- [Task goal]
Which lines in the records below contain the word "black"? Copy out each of them.

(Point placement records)
++++

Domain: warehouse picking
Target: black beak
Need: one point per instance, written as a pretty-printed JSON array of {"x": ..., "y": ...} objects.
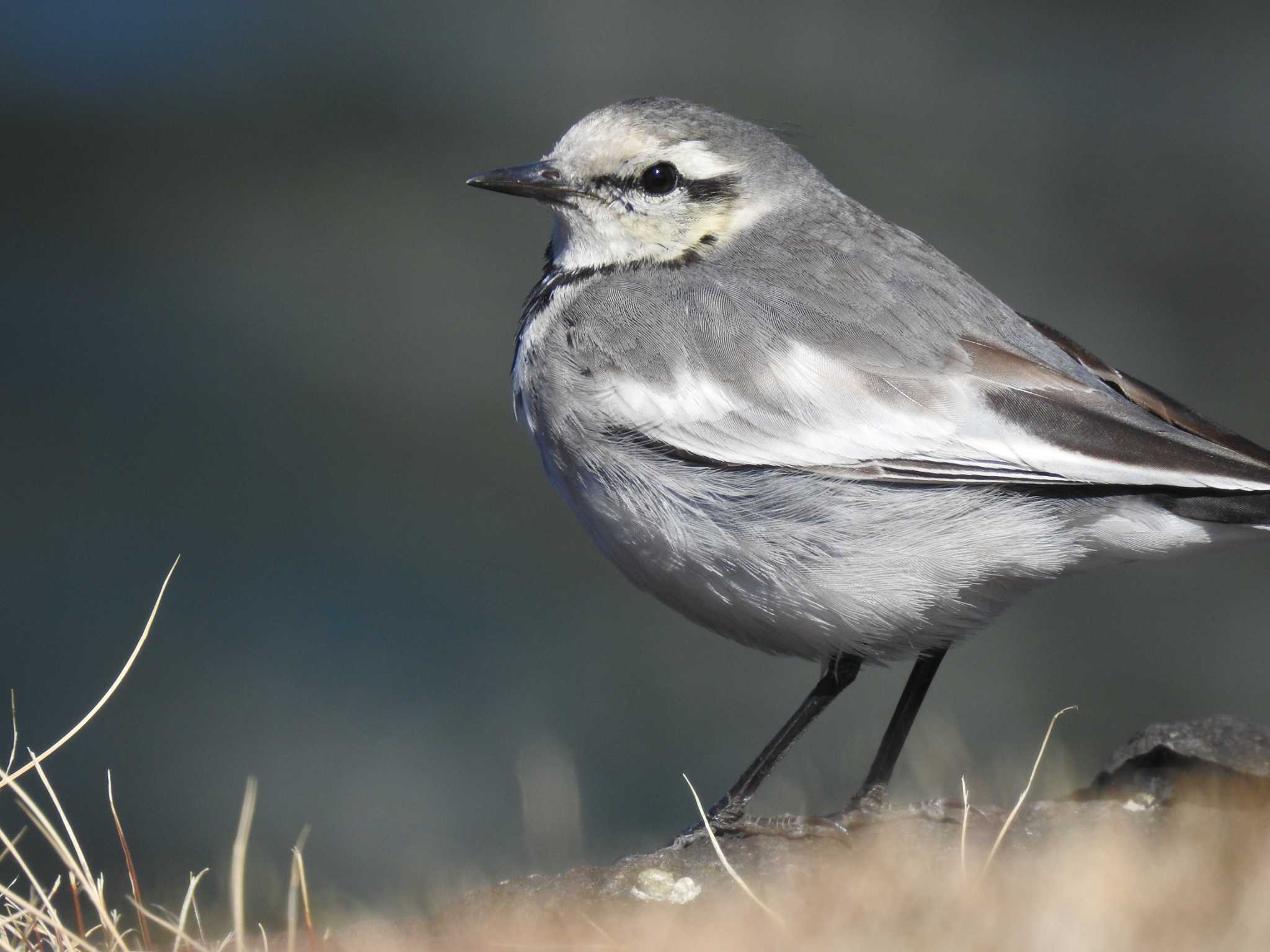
[{"x": 534, "y": 180}]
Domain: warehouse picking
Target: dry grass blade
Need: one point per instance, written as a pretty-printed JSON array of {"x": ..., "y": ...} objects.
[
  {"x": 16, "y": 842},
  {"x": 13, "y": 714},
  {"x": 238, "y": 865},
  {"x": 966, "y": 822},
  {"x": 184, "y": 909},
  {"x": 598, "y": 928},
  {"x": 1023, "y": 796},
  {"x": 304, "y": 897},
  {"x": 75, "y": 903},
  {"x": 723, "y": 860},
  {"x": 27, "y": 910},
  {"x": 171, "y": 927},
  {"x": 127, "y": 666},
  {"x": 298, "y": 871},
  {"x": 127, "y": 860},
  {"x": 25, "y": 871},
  {"x": 82, "y": 868}
]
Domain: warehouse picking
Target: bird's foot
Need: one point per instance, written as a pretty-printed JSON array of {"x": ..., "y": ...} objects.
[
  {"x": 728, "y": 819},
  {"x": 870, "y": 805}
]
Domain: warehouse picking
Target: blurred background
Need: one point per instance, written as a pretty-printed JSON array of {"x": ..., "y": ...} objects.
[{"x": 252, "y": 316}]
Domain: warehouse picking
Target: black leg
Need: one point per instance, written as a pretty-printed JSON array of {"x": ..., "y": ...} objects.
[
  {"x": 838, "y": 673},
  {"x": 902, "y": 720},
  {"x": 837, "y": 676}
]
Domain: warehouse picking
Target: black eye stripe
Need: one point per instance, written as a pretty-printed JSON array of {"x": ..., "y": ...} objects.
[{"x": 719, "y": 188}]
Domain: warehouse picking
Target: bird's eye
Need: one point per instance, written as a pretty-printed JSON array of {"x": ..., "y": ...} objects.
[{"x": 659, "y": 179}]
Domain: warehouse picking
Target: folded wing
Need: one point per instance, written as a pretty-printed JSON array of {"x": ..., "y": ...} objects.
[{"x": 906, "y": 391}]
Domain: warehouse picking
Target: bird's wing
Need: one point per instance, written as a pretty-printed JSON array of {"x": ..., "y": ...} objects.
[{"x": 912, "y": 384}]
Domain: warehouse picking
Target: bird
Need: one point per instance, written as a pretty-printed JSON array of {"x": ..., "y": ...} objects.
[{"x": 804, "y": 428}]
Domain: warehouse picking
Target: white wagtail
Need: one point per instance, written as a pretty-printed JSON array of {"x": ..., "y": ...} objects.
[{"x": 807, "y": 430}]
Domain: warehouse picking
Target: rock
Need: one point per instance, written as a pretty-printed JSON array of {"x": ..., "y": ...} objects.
[
  {"x": 1214, "y": 759},
  {"x": 1170, "y": 783}
]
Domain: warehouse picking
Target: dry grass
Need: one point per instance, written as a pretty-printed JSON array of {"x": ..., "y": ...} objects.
[{"x": 1171, "y": 879}]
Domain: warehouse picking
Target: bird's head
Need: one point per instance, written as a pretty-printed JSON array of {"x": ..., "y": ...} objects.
[{"x": 654, "y": 180}]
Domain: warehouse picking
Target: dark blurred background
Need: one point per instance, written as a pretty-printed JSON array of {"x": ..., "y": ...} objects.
[{"x": 253, "y": 316}]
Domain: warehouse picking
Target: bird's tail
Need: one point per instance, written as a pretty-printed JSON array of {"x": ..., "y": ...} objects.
[{"x": 1250, "y": 509}]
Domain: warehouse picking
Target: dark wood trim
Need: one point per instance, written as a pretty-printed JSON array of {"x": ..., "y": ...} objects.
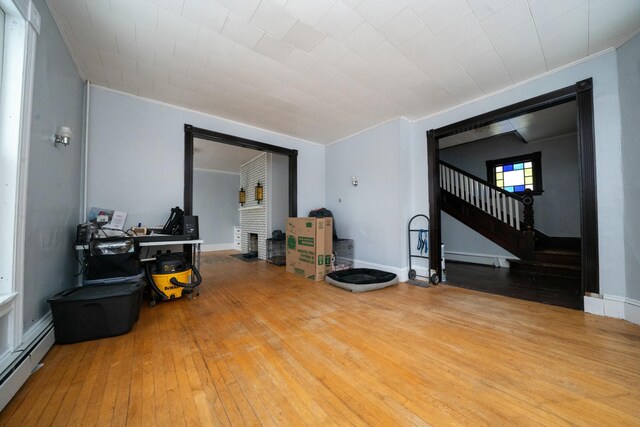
[
  {"x": 191, "y": 132},
  {"x": 188, "y": 173},
  {"x": 433, "y": 171},
  {"x": 541, "y": 102},
  {"x": 588, "y": 194},
  {"x": 582, "y": 92}
]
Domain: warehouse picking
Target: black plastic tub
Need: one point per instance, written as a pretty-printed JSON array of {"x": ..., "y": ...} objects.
[{"x": 92, "y": 312}]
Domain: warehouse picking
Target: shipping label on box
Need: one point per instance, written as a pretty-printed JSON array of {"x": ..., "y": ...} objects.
[{"x": 308, "y": 254}]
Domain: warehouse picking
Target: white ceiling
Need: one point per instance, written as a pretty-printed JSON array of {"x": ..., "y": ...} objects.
[
  {"x": 220, "y": 157},
  {"x": 321, "y": 70},
  {"x": 554, "y": 121}
]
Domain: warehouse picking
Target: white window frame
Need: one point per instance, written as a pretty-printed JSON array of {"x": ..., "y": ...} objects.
[{"x": 22, "y": 25}]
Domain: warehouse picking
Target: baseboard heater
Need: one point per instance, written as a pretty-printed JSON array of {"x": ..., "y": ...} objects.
[{"x": 31, "y": 353}]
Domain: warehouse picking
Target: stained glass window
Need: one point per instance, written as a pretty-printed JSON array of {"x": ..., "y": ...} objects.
[{"x": 515, "y": 174}]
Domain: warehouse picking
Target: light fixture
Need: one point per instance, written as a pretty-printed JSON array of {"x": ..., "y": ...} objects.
[
  {"x": 259, "y": 193},
  {"x": 63, "y": 136}
]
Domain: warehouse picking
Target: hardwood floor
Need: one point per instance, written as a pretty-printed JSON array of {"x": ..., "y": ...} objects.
[
  {"x": 264, "y": 347},
  {"x": 547, "y": 289}
]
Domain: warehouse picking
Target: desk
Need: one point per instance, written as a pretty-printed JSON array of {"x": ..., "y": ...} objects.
[{"x": 195, "y": 247}]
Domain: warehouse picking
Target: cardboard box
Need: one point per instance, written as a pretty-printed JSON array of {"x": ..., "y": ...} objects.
[{"x": 309, "y": 247}]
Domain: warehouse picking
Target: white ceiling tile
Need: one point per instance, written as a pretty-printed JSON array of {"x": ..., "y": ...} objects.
[
  {"x": 544, "y": 10},
  {"x": 72, "y": 9},
  {"x": 568, "y": 47},
  {"x": 485, "y": 8},
  {"x": 379, "y": 12},
  {"x": 173, "y": 6},
  {"x": 352, "y": 3},
  {"x": 135, "y": 51},
  {"x": 527, "y": 68},
  {"x": 425, "y": 50},
  {"x": 421, "y": 6},
  {"x": 383, "y": 55},
  {"x": 272, "y": 19},
  {"x": 104, "y": 20},
  {"x": 100, "y": 71},
  {"x": 465, "y": 30},
  {"x": 241, "y": 31},
  {"x": 244, "y": 9},
  {"x": 159, "y": 75},
  {"x": 351, "y": 63},
  {"x": 299, "y": 60},
  {"x": 206, "y": 13},
  {"x": 340, "y": 21},
  {"x": 217, "y": 44},
  {"x": 363, "y": 39},
  {"x": 518, "y": 43},
  {"x": 507, "y": 18},
  {"x": 169, "y": 63},
  {"x": 444, "y": 14},
  {"x": 176, "y": 26},
  {"x": 140, "y": 11},
  {"x": 273, "y": 48},
  {"x": 329, "y": 50},
  {"x": 118, "y": 62},
  {"x": 133, "y": 79},
  {"x": 303, "y": 36},
  {"x": 472, "y": 48},
  {"x": 403, "y": 26},
  {"x": 191, "y": 54},
  {"x": 86, "y": 51},
  {"x": 310, "y": 12},
  {"x": 562, "y": 24},
  {"x": 400, "y": 67},
  {"x": 154, "y": 40}
]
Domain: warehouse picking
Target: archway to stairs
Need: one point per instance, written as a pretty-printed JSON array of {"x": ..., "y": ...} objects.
[{"x": 557, "y": 270}]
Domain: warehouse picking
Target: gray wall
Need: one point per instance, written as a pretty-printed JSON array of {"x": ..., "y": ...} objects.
[
  {"x": 54, "y": 180},
  {"x": 557, "y": 209},
  {"x": 279, "y": 195},
  {"x": 629, "y": 74},
  {"x": 603, "y": 69},
  {"x": 215, "y": 201},
  {"x": 136, "y": 155},
  {"x": 375, "y": 213}
]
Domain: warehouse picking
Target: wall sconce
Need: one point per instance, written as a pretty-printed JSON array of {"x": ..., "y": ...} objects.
[
  {"x": 259, "y": 193},
  {"x": 63, "y": 136},
  {"x": 242, "y": 196}
]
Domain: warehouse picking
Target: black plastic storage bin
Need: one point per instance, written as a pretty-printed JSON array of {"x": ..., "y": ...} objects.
[{"x": 91, "y": 312}]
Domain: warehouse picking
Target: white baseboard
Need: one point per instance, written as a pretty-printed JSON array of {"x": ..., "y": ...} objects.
[
  {"x": 218, "y": 247},
  {"x": 613, "y": 306},
  {"x": 484, "y": 259},
  {"x": 20, "y": 373}
]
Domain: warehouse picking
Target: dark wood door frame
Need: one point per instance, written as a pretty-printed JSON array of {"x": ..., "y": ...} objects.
[
  {"x": 191, "y": 132},
  {"x": 582, "y": 93}
]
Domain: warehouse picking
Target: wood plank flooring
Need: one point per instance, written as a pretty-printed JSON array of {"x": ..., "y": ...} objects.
[{"x": 263, "y": 347}]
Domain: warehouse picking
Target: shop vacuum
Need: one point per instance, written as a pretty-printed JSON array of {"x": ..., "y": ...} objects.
[{"x": 171, "y": 276}]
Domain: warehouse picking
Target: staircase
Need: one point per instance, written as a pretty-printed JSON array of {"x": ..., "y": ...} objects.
[{"x": 495, "y": 214}]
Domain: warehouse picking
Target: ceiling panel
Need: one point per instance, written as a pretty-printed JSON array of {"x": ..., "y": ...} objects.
[{"x": 324, "y": 69}]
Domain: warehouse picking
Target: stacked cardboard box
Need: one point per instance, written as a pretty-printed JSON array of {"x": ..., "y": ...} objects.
[{"x": 309, "y": 247}]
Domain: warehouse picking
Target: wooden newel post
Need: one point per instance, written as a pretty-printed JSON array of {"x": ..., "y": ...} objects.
[{"x": 527, "y": 200}]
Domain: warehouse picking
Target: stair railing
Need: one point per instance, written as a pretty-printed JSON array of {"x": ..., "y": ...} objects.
[{"x": 495, "y": 201}]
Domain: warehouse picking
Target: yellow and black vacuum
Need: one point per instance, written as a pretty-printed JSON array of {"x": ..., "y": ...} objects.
[{"x": 171, "y": 276}]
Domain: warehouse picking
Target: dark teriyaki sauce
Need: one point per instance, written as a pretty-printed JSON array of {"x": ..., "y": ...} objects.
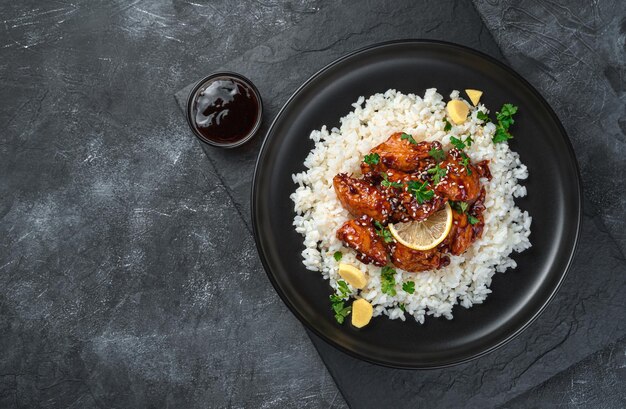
[{"x": 225, "y": 110}]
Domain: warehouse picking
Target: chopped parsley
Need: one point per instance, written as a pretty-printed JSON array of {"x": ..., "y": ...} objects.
[
  {"x": 473, "y": 220},
  {"x": 372, "y": 159},
  {"x": 341, "y": 311},
  {"x": 505, "y": 120},
  {"x": 438, "y": 173},
  {"x": 465, "y": 162},
  {"x": 409, "y": 287},
  {"x": 388, "y": 281},
  {"x": 338, "y": 303},
  {"x": 437, "y": 154},
  {"x": 343, "y": 287},
  {"x": 480, "y": 115},
  {"x": 383, "y": 232},
  {"x": 408, "y": 138},
  {"x": 457, "y": 143},
  {"x": 420, "y": 191},
  {"x": 386, "y": 183}
]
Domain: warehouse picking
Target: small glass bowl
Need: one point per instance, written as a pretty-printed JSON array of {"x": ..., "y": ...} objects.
[{"x": 203, "y": 84}]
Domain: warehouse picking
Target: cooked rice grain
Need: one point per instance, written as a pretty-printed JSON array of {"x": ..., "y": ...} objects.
[{"x": 319, "y": 214}]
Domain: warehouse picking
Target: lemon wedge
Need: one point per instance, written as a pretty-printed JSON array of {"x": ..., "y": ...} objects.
[
  {"x": 426, "y": 234},
  {"x": 362, "y": 312},
  {"x": 457, "y": 111},
  {"x": 353, "y": 276},
  {"x": 474, "y": 95}
]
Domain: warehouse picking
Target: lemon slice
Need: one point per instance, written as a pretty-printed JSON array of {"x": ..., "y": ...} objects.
[{"x": 426, "y": 234}]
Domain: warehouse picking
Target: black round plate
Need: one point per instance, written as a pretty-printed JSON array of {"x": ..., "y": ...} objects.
[{"x": 553, "y": 201}]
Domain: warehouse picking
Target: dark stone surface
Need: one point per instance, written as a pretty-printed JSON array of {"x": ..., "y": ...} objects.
[
  {"x": 127, "y": 277},
  {"x": 595, "y": 382}
]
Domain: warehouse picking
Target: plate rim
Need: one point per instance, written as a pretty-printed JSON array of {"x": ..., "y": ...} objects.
[{"x": 546, "y": 107}]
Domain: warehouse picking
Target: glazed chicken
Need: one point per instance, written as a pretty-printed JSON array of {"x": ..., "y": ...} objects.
[
  {"x": 400, "y": 154},
  {"x": 386, "y": 194},
  {"x": 360, "y": 235}
]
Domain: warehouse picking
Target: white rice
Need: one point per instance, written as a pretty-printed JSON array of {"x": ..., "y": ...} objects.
[{"x": 319, "y": 213}]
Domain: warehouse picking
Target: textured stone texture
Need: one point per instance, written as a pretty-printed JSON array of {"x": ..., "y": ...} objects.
[{"x": 596, "y": 382}]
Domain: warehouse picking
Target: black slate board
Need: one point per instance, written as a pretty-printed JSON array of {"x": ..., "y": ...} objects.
[{"x": 584, "y": 317}]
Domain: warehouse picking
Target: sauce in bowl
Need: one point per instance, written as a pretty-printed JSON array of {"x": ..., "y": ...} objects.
[{"x": 224, "y": 110}]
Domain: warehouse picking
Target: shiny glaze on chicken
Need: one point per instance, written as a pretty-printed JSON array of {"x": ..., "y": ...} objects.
[{"x": 382, "y": 196}]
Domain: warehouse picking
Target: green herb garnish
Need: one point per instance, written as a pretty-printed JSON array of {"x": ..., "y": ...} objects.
[
  {"x": 341, "y": 311},
  {"x": 338, "y": 303},
  {"x": 420, "y": 191},
  {"x": 505, "y": 120},
  {"x": 388, "y": 281},
  {"x": 457, "y": 143},
  {"x": 438, "y": 173},
  {"x": 408, "y": 138},
  {"x": 386, "y": 183},
  {"x": 409, "y": 287},
  {"x": 437, "y": 154},
  {"x": 372, "y": 159},
  {"x": 383, "y": 232},
  {"x": 480, "y": 115},
  {"x": 465, "y": 162}
]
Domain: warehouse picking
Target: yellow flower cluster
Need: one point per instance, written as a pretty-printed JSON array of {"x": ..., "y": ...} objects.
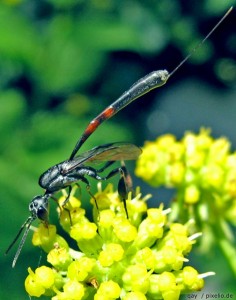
[
  {"x": 117, "y": 258},
  {"x": 201, "y": 168}
]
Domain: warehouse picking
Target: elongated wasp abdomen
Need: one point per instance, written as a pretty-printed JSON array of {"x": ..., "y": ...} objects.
[{"x": 78, "y": 168}]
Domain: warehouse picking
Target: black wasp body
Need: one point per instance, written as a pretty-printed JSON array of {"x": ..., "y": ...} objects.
[{"x": 77, "y": 168}]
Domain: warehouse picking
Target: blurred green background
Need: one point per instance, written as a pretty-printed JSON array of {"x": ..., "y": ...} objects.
[{"x": 63, "y": 61}]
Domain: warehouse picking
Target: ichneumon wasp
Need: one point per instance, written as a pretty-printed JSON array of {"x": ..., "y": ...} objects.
[{"x": 74, "y": 169}]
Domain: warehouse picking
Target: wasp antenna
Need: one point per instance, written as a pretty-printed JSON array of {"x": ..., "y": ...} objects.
[
  {"x": 26, "y": 225},
  {"x": 201, "y": 42}
]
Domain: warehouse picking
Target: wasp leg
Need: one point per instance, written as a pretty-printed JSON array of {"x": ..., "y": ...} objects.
[
  {"x": 123, "y": 184},
  {"x": 108, "y": 164}
]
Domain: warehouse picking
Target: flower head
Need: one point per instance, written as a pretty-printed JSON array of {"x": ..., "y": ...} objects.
[{"x": 115, "y": 257}]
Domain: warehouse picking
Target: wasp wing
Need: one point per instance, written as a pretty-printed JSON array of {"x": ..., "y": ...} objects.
[{"x": 107, "y": 152}]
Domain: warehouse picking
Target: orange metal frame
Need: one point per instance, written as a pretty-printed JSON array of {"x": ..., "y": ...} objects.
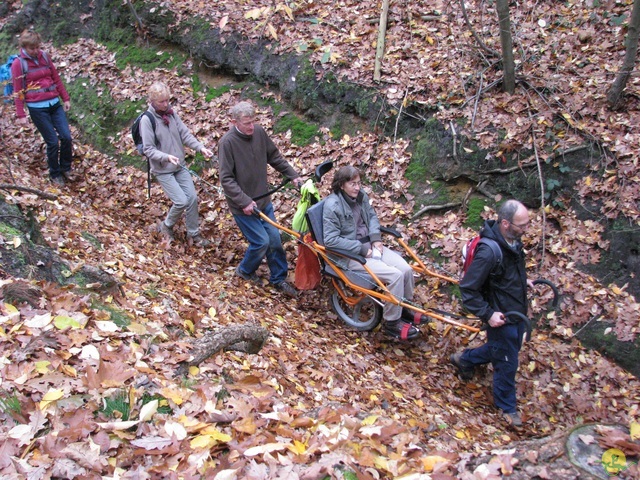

++++

- [Complete output]
Target: black beak
Target: black leg
Target: black eye stripe
Target: black plastic tub
Target: black plastic storage bin
Target: yellow and black vacuum
Target: black round plate
Target: black slate board
Target: black wasp body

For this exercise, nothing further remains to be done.